** Aim A **
Rewrite the passage of the column on the Upper Churchill and the fishery from "The distinct local" to "and gas sector.", swapping "rubbish tip" for "garbage dump".
** Aim B **
Does the column on the Upper Churchill and the fishery support each statement below? Answer yes or no for each and quote the words that settle it. (i) Cleary claims Newfoundland and Labrador earned $34 million from the Upper Churchill. (ii) The 2004 recall power purchase agreement runs for ten years. (iii) The Premier wants the government to enter the fish processing business.
** Aim C **
Write what comes next in the column on the Upper Churchill and the fishery, picking up right after its final question.

** Selected excerpt **
--*--

But let's take it a step further; Cleary claims Newfoundland and Labrador earned $34 million from the Upper Churchill. The 2004 recall power purchase agreement with Quebec on a $130 megawatt block of power yields the province about $46 million each year over its five-year term. That isn't counting the revenues that flow from the sale of the rest of the Upper Churchill's 5, 800 megawatts of power to Quebec.

Clearly, something is missing in Cleary's numbers.

This doesn't mean the Upper Churchill contract is a fine and wonderful thing. Rather Cleary's column points yet again to the fundamental misunderstandings and misrepresentations that are the bedrock of so much discussions of the Upper Churchill contract. Since that contract is the fuel for so much political rhetoric about ending give-aways of our resources, it doesn't take long for fundamental errors - like Cleary's - to become the basis for public policy goals that are out of whack with what can be realistically achieved.

We wind up with a case of policy GIGO. Computer programmers will recognize that acronym: garbage in, garbage out.

"With that in mind", referred to the idea that Confederation was a giant con job, what I like to call the idea that the fiction yarn Secret Nation was actually a documentary:
There have been whispers of conspiracies and plots, treason and treachery ever since, based on the theory that Newfoundland didn't so much join Canada as was manoeuvred into it.
What was also in mind was everything from mainlanders referring to the province as "have-not" to the jokes about "newfies".

The distinct local flavour Cleary mentioned, though, is that GIGO business and the mythology that goes with it.

It is a flavour we can do without.

That is, we can do without it unless we want to keep going back to the rubbish tip for another whiff or, God forbid, another taste of the myths that have hobbled Newfoundland and Labrador and its people for too long.

Fish and oil

People are wondering if the provincial government will try and take an equity position in the fishery, in the same way they are trying to do in the oil and gas sector.

The answer is already in front of us.

In the spectacular - unprecedented? - government assistance given to Bill Barry's efforts to buy chunks of Fishery Products International (FPI) last week, both Premier Danny Williams and fish minister Tom Rideout indicated that their preferred approach would be to have government purchase the fish harvesting quotas currently held by FPI while an unspecified, but fairly obvious, private sector enterprise would lease those assets from the government to operate however many fish plants they want.

The question isn't whether or not the provincial government will take some ownership stake in the fishery in the near future. It's pretty clear that Danny and Tom want to own the fishery indirectly even if they legally don't set quotas.

In order to get the oil and gas analogy correct, the real question is whether or not the provincial government will seek an equity position in the Barry Group's operation of FPI plants comparable to its demand for an ownership stake in the oil and gas operations offshore.

Something tells me they won't. The Premier has already said he has no interest in getting into the fishing business, i.e. the processing business, believing that is best left to the private sector.

So what's the difference between the oil processing business and the fish processing business?

--*--

** Record extracts **
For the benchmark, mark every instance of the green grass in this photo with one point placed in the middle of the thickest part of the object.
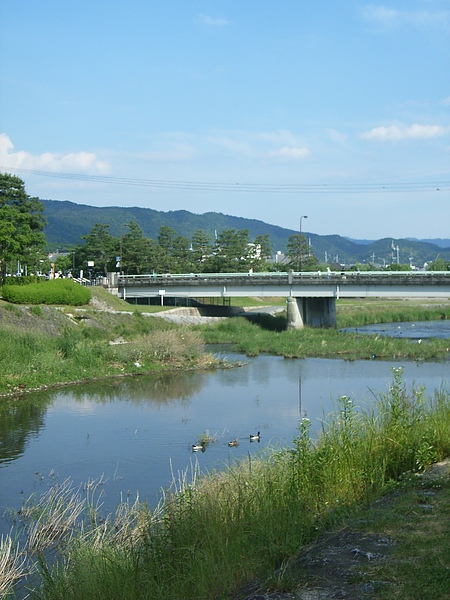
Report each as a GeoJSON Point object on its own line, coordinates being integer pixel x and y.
{"type": "Point", "coordinates": [211, 535]}
{"type": "Point", "coordinates": [253, 339]}
{"type": "Point", "coordinates": [46, 347]}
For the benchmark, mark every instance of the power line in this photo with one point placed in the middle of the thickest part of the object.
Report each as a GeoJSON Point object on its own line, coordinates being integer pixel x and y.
{"type": "Point", "coordinates": [281, 188]}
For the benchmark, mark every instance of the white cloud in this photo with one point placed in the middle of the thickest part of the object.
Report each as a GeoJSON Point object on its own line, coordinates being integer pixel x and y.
{"type": "Point", "coordinates": [389, 17]}
{"type": "Point", "coordinates": [212, 21]}
{"type": "Point", "coordinates": [405, 132]}
{"type": "Point", "coordinates": [84, 162]}
{"type": "Point", "coordinates": [287, 154]}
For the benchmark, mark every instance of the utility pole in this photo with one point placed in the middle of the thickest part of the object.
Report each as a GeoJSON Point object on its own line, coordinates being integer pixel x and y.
{"type": "Point", "coordinates": [300, 257]}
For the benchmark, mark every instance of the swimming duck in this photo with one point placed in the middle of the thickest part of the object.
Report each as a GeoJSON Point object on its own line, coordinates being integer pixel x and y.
{"type": "Point", "coordinates": [198, 447]}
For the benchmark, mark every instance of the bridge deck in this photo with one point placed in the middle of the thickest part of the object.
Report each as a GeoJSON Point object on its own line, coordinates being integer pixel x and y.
{"type": "Point", "coordinates": [314, 285]}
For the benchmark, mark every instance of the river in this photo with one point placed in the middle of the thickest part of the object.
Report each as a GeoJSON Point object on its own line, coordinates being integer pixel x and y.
{"type": "Point", "coordinates": [137, 433]}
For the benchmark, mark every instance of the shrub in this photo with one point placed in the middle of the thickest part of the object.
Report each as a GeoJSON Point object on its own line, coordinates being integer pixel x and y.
{"type": "Point", "coordinates": [58, 291]}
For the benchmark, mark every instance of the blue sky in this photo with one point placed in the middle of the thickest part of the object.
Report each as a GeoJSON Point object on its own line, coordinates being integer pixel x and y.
{"type": "Point", "coordinates": [268, 109]}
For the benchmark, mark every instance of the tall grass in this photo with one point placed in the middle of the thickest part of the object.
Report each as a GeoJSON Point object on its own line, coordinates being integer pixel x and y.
{"type": "Point", "coordinates": [32, 356]}
{"type": "Point", "coordinates": [253, 339]}
{"type": "Point", "coordinates": [212, 534]}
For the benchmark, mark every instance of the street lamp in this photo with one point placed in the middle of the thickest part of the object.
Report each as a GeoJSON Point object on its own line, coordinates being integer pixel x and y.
{"type": "Point", "coordinates": [300, 243]}
{"type": "Point", "coordinates": [121, 249]}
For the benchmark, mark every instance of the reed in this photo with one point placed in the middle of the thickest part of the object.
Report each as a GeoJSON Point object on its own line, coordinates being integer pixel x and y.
{"type": "Point", "coordinates": [35, 350]}
{"type": "Point", "coordinates": [212, 534]}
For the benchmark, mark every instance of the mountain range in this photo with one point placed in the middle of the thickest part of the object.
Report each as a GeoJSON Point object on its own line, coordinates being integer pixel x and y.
{"type": "Point", "coordinates": [67, 222]}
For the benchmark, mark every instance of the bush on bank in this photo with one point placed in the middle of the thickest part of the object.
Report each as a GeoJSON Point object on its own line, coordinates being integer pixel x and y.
{"type": "Point", "coordinates": [55, 291]}
{"type": "Point", "coordinates": [213, 534]}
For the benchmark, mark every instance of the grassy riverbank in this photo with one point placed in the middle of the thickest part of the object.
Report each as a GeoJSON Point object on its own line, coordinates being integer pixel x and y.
{"type": "Point", "coordinates": [212, 535]}
{"type": "Point", "coordinates": [271, 337]}
{"type": "Point", "coordinates": [45, 346]}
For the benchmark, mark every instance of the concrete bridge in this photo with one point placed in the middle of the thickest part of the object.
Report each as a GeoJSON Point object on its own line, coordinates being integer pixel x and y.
{"type": "Point", "coordinates": [311, 297]}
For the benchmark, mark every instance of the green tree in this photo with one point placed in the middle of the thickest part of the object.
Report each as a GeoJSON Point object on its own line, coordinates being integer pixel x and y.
{"type": "Point", "coordinates": [135, 250]}
{"type": "Point", "coordinates": [101, 248]}
{"type": "Point", "coordinates": [21, 225]}
{"type": "Point", "coordinates": [201, 248]}
{"type": "Point", "coordinates": [300, 255]}
{"type": "Point", "coordinates": [437, 265]}
{"type": "Point", "coordinates": [182, 255]}
{"type": "Point", "coordinates": [231, 252]}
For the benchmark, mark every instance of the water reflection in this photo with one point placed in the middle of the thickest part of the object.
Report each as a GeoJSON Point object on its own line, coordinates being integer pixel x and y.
{"type": "Point", "coordinates": [20, 419]}
{"type": "Point", "coordinates": [417, 330]}
{"type": "Point", "coordinates": [136, 432]}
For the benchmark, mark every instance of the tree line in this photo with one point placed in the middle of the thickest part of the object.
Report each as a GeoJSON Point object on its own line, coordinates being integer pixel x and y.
{"type": "Point", "coordinates": [23, 246]}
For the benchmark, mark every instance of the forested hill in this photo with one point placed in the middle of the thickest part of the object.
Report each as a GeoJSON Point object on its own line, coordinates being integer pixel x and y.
{"type": "Point", "coordinates": [68, 222]}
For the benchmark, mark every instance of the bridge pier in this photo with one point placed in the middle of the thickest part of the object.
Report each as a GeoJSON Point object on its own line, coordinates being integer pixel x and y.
{"type": "Point", "coordinates": [315, 312]}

--*--

** Result A **
The distinct local flavour Cleary mentioned, though, is that GIGO business and the mythology that goes with it.

It is a flavour we can do without.

That is, we can do without it unless we want to keep going back to the garbage dump for another whiff or, God forbid, another taste of the myths that have hobbled Newfoundland and Labrador and its people for too long.

Fish and oil

People are wondering if the provincial government will try and take an equity position in the fishery, in the same way they are trying to do in the oil and gas sector.

** Result B **
(i) Yes: "Cleary claims Newfoundland and Labrador earned $34 million from the Upper Churchill."
(ii) No: "over its five-year term"
(iii) No: "The Premier has already said he has no interest in getting into the fishing business, i.e. the processing business, believing that is best left to the private sector."

** Result C **
Great minds think alike

Former Mulroney chief of staff Norman Spector's column in Monday's Globe and Mail tackled the issue of the Harper administration's efforts to control media access to cabinet ministers.
Limiting reporting of the return of fallen soldiers, on the other hand, smacks of a government that is nervous about public opinion. While the decision not to fly the flag at half-mast on Parliament Hill is defensible in light of precedent, restricting access to military bases will increase the anxiety of Canadians, many of whom feel we slipped into the Afghanistan war without adequate parliamentary debate or media coverage.

The opposition parties and political cartoonists were licking their chops last week at the prospect of being able to portray Mr. Harper as George Bush-lite. The greater risk for Mr. Harper is that he will re-awaken fears that he harbours a hidden agenda. Heading into an election in which the ballot question will be whether he can be trusted with a majority government, that's a perception that Stephen Harper would be wise not to encourage.
The Bond Papers came to a similar conclusion some time ago:
In the short term, though, the gag order also sends a powerfully negative message about the Harper government. Gagging your own team tells the world that you are not in control, that you are afraid. If Stephen Harper and his ministers can't deal with a few scraggly reporters, how in the name of heavens will they cope with the real challenges every prime minister will face?
Spector is right about the issue of Afghanistan, but his conclusion applies in a broader sense to the entire Harper ministry. Gag orders and media control smack of insecurity. They speak to a level of nervousness about public opinion, not just on dead soldiers but on virtually every file, that ultimately is a perception of Stephen Harper that the prime minister would not wish to encourage.

Unfortunately for him, the reaction to the recent case of soldiers killed in Afghanistan was enhanced because of all the other gag orders and control issues out there. Spector's warning might be a bit too late.

The scripted zinger for a scripted question

It may be an overly technical point but natural resources minister Ed Byrne sounded just a little too scripted in the House of Assembly at one point on Monday.

Byrne was trying to pull his usual routine of late, trying to convince people that there are no consequences for the local oil and gas sector from the Hebron fiasco. So after a long-winded answer in which Byrne said there are no consequences but if there are, then any slowdowns at Hibernia are due to a lost drill bit and that there can't be any slowdowns since the project doesn't exist at Hibernia South because there is no development application anyway.

Then, Ed threw out this comment:

"But to say or make an allegation, or even to leave an impression that as a result of the breakdown in Hebron discussions now Exxon Mobil and Hibernia South is all off the rails, Mr. Speaker, would be equivalent to Chicken Little saying the sky is falling or Eeyore saying: Oh, hum, we are expecting rain tomorrow."

It's that Eeyore thing that was just a bit much. Now I could take Byrne running all over the place isn't we should remain calm and that all is well. But, for some reason, I just don't think that your average middle-aged man will toss out Eeyore into a conversation as an example of someone who is saying things that aren't true. Doesn't matter how heated the moment.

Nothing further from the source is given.